* YOUR GOAL *
Print out every record below, exactly as written.

* THE RECORDS *

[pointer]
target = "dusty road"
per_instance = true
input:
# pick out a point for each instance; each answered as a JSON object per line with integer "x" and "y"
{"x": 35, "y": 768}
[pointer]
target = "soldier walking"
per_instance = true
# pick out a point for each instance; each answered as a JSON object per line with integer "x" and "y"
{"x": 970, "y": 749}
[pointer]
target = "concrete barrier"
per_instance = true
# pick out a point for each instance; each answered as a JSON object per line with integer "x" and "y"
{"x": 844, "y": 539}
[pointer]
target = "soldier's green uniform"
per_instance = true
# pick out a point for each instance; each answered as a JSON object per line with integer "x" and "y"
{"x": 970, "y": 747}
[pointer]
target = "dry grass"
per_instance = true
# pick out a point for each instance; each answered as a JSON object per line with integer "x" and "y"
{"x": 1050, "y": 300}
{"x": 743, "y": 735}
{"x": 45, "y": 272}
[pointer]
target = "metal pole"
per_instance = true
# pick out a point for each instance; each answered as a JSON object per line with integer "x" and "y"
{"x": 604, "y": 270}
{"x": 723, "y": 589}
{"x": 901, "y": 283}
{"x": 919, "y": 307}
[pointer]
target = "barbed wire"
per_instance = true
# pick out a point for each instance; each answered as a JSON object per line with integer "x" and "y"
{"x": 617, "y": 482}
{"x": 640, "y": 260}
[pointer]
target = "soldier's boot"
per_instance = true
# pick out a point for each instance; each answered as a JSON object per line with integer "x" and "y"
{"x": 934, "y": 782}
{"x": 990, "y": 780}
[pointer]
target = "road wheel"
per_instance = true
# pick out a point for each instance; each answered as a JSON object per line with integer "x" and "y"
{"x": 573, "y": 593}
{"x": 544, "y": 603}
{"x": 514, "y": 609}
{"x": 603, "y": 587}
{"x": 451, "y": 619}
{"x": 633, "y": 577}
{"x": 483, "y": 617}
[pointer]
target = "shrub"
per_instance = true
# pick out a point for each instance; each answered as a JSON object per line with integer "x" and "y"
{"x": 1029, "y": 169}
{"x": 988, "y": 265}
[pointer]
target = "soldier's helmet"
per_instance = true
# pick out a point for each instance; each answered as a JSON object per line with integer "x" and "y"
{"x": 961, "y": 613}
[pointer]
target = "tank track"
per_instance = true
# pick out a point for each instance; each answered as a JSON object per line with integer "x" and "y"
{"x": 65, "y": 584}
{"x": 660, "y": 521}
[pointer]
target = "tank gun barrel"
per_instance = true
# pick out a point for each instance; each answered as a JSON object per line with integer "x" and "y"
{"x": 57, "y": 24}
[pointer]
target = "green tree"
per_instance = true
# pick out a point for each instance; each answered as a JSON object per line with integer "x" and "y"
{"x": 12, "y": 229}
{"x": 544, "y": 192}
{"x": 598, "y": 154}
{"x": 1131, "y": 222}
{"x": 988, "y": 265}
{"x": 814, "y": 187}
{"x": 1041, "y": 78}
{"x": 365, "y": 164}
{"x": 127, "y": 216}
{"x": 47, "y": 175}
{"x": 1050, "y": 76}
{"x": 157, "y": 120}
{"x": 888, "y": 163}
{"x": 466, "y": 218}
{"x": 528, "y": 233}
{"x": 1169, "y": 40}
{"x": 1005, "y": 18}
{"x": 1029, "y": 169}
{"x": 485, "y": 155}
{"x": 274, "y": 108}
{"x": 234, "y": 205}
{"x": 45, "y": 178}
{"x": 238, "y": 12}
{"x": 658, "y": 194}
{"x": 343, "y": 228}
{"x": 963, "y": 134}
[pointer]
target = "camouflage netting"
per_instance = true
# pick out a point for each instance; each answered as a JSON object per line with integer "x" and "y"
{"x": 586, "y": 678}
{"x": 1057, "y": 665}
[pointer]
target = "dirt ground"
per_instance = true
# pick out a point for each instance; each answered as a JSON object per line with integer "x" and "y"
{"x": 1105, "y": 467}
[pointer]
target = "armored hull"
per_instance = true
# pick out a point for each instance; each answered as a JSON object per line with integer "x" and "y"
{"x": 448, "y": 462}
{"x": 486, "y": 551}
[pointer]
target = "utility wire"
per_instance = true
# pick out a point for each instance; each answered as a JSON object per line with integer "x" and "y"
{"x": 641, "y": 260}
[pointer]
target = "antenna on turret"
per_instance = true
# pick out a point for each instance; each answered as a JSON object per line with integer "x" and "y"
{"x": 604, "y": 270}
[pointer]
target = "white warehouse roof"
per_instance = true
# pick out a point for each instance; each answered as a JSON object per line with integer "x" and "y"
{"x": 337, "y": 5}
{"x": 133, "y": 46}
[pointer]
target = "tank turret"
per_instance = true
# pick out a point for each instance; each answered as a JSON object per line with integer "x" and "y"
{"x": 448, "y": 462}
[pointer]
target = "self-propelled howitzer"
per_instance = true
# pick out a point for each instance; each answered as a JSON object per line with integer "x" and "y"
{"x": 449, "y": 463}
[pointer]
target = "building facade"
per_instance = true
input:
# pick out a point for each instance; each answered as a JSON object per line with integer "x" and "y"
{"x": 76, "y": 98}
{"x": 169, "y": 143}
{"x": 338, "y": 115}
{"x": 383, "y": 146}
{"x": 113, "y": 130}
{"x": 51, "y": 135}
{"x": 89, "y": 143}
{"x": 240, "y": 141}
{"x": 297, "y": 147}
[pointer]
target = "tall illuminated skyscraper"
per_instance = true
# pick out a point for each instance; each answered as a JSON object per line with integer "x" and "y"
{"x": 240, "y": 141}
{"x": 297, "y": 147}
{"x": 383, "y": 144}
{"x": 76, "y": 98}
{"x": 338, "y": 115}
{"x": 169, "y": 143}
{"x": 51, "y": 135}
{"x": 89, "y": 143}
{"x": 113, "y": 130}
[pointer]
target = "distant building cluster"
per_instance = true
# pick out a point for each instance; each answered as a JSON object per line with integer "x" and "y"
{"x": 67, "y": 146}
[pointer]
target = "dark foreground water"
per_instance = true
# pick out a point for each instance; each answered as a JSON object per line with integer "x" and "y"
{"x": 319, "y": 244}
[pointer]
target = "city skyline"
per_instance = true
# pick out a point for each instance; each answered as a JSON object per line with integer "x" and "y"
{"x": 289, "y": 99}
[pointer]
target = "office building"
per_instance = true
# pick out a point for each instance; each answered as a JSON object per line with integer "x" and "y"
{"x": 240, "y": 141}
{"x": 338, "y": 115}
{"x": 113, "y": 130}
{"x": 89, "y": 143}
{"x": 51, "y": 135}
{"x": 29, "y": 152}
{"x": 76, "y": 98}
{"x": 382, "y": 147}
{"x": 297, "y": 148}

* EXERCISE SOLUTION *
[pointer]
target = "dusty road"
per_instance = true
input:
# pick out a point for each instance; each answered as a JSON object per line with integer "x" and "y"
{"x": 35, "y": 768}
[pointer]
target = "soldier walking"
per_instance = true
# pick out a point for each instance; each answered as a JSON object per line with integer "x" and "y"
{"x": 970, "y": 749}
[pointer]
target = "concrete barrier"
per_instance = true
# pick out a point for each instance; each answered as a JSON object per line with integer "x" and "y"
{"x": 844, "y": 539}
[pointer]
target = "soldier's green uniform"
per_instance = true
# pick out a point for each instance; each answered as a JSON object per line with integer "x" and "y"
{"x": 970, "y": 747}
[pointer]
target = "dry grass"
per_instance = true
# pick out a point for each instance; each answered as a JSON object per line with integer "x" and "y"
{"x": 1050, "y": 300}
{"x": 743, "y": 735}
{"x": 45, "y": 272}
[pointer]
target = "metal pole"
per_instance = true
# pick out a point for each instance; each answered as a JSON object per line with integer "x" and "y"
{"x": 604, "y": 270}
{"x": 723, "y": 589}
{"x": 901, "y": 283}
{"x": 919, "y": 307}
[pointer]
target = "barbed wire"
per_instance = true
# pick out a point for each instance; each answered as a JSON object per line with integer "x" and "y"
{"x": 617, "y": 482}
{"x": 640, "y": 260}
[pointer]
target = "soldier's boot"
per_instance = true
# pick out a point for each instance; each answered as a JSON object per line with integer "x" and "y"
{"x": 934, "y": 782}
{"x": 990, "y": 780}
[pointer]
target = "road wheel"
per_instance = true
# pick out a point for each instance; each answered as a JSON object per line with integer "x" and "y"
{"x": 573, "y": 593}
{"x": 544, "y": 603}
{"x": 514, "y": 609}
{"x": 603, "y": 587}
{"x": 451, "y": 619}
{"x": 633, "y": 577}
{"x": 483, "y": 617}
[pointer]
target = "shrub"
per_instance = true
# pick out a point for each instance; each answered as a JSON object per line with integer "x" and "y"
{"x": 1029, "y": 169}
{"x": 988, "y": 265}
[pointer]
target = "soldier's helmet"
per_instance = true
# pick out a point for each instance; each answered as a JSON object per line with integer "x" and "y"
{"x": 961, "y": 613}
[pointer]
target = "tank track"
per_instance = true
# pick out a point for each instance; each answered as a JSON object per line with integer "x" and "y"
{"x": 65, "y": 584}
{"x": 660, "y": 521}
[pointer]
target = "tank gun barrel"
per_instance = true
# pick out a point for each instance; each answered as a JSON object per line with integer "x" and "y"
{"x": 57, "y": 24}
[pointer]
target = "green tree"
per_instance = true
# pick out a point for each instance; each answered as a JSON object per line with integer "x" and "y"
{"x": 12, "y": 229}
{"x": 544, "y": 192}
{"x": 598, "y": 154}
{"x": 1131, "y": 222}
{"x": 988, "y": 265}
{"x": 814, "y": 187}
{"x": 1041, "y": 78}
{"x": 365, "y": 164}
{"x": 127, "y": 216}
{"x": 47, "y": 175}
{"x": 1050, "y": 76}
{"x": 157, "y": 120}
{"x": 888, "y": 163}
{"x": 466, "y": 218}
{"x": 528, "y": 233}
{"x": 1169, "y": 40}
{"x": 1005, "y": 18}
{"x": 1029, "y": 169}
{"x": 485, "y": 155}
{"x": 274, "y": 108}
{"x": 234, "y": 205}
{"x": 45, "y": 178}
{"x": 238, "y": 12}
{"x": 658, "y": 194}
{"x": 343, "y": 228}
{"x": 963, "y": 134}
[pointer]
target = "camouflage netting"
per_instance = true
# pick out a point for each instance; each answered as a JSON object per line with integer "x" and "y"
{"x": 586, "y": 678}
{"x": 1057, "y": 665}
[pointer]
target = "dirt ground"
per_instance = true
# pick out a point for each instance; each answered as a JSON object per line with integer "x" and "y"
{"x": 1105, "y": 467}
[pointer]
target = "armored hull"
per_instance = true
# pick out a point for each instance; each answered as a JSON object per line with integer "x" and "y"
{"x": 448, "y": 462}
{"x": 486, "y": 551}
[pointer]
target = "utility wire"
per_instance = true
# pick out a point for each instance; each answered as a JSON object per line with integer "x" and "y"
{"x": 641, "y": 260}
[pointer]
target = "antenna on turret"
per_instance = true
# pick out a point for each instance; each answered as a JSON object per line with integer "x" and "y"
{"x": 604, "y": 270}
[pointer]
target = "white warehouse roof"
per_instance = true
# pick out a point for each instance; each answered as a JSON object per line with integer "x" and "y"
{"x": 337, "y": 5}
{"x": 133, "y": 46}
[pointer]
target = "tank turret"
per_instance = true
# pick out a point for each instance; each answered as a JSON object per line with integer "x" and "y"
{"x": 448, "y": 462}
[pointer]
target = "self-propelled howitzer"
per_instance = true
# pick out a point for each instance; each answered as a JSON object per line with integer "x" and "y"
{"x": 449, "y": 463}
[pointer]
target = "building facade"
per_instance = true
input:
# pick out a point for each instance; each answered as a JSON object per line with integer "x" and "y"
{"x": 76, "y": 98}
{"x": 169, "y": 143}
{"x": 338, "y": 115}
{"x": 383, "y": 146}
{"x": 113, "y": 130}
{"x": 51, "y": 135}
{"x": 89, "y": 143}
{"x": 240, "y": 141}
{"x": 297, "y": 147}
[pointer]
target = "tall illuminated skyscraper"
per_instance = true
# pick out a point for each instance; each answered as a JSON object per line with integer "x" and "y"
{"x": 240, "y": 141}
{"x": 297, "y": 147}
{"x": 383, "y": 144}
{"x": 76, "y": 98}
{"x": 338, "y": 115}
{"x": 169, "y": 143}
{"x": 51, "y": 135}
{"x": 89, "y": 143}
{"x": 113, "y": 130}
[pointer]
target = "distant building cluster"
per_instance = true
# pick out a point for each instance; each answered as a JSON object per line with integer "x" and "y"
{"x": 67, "y": 146}
[pointer]
target = "dark foreground water"
per_instance = true
# pick out a point for each instance; each answered as a JSON object per line with integer "x" and "y"
{"x": 319, "y": 244}
[pointer]
target = "city skyline"
per_instance = true
# pick out a point for each instance; each answered as a JSON object per line with integer "x" and "y"
{"x": 289, "y": 99}
[pointer]
target = "office building"
per_instance = true
# pick out a point for each instance; each answered as a JSON object per line with integer "x" and "y"
{"x": 240, "y": 141}
{"x": 338, "y": 115}
{"x": 113, "y": 130}
{"x": 89, "y": 143}
{"x": 51, "y": 135}
{"x": 29, "y": 152}
{"x": 76, "y": 98}
{"x": 382, "y": 147}
{"x": 297, "y": 148}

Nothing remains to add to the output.